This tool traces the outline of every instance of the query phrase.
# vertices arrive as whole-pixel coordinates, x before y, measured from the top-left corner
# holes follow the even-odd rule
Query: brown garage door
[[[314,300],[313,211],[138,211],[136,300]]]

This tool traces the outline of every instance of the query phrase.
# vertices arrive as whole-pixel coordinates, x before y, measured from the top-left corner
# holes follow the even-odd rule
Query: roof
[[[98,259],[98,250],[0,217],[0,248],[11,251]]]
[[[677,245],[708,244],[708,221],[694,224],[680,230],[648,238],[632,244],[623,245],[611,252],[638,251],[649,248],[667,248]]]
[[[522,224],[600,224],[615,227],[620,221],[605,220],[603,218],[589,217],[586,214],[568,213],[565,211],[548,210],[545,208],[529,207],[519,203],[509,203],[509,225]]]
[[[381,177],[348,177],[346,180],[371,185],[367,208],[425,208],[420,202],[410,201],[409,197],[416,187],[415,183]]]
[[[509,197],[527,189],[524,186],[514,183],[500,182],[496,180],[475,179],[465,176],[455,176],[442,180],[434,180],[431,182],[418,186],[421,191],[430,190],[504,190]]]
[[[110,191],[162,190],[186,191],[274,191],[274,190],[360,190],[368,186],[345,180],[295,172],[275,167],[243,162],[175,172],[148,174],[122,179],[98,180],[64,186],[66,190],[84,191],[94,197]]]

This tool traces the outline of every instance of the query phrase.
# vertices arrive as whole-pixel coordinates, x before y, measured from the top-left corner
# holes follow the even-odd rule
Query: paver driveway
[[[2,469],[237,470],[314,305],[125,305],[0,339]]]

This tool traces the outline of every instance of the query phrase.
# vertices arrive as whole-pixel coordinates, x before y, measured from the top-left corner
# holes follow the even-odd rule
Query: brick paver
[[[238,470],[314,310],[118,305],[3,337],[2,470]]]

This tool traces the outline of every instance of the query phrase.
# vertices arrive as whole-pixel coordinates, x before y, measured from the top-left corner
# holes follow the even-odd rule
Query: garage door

══════════════════════════════

**DIRECTIONS FOR THIS TASK**
Copy the stretch of the records from their first line through the line containing "[[[314,300],[313,211],[138,211],[136,300]]]".

**RESPONSE**
This tool traces the outline of every instance of the query phrase.
# vertices arrive as whole-pixel coordinates, x before y, measured from the top-left corner
# holes follow the even-odd rule
Query: brown garage door
[[[314,300],[313,211],[138,211],[136,300]]]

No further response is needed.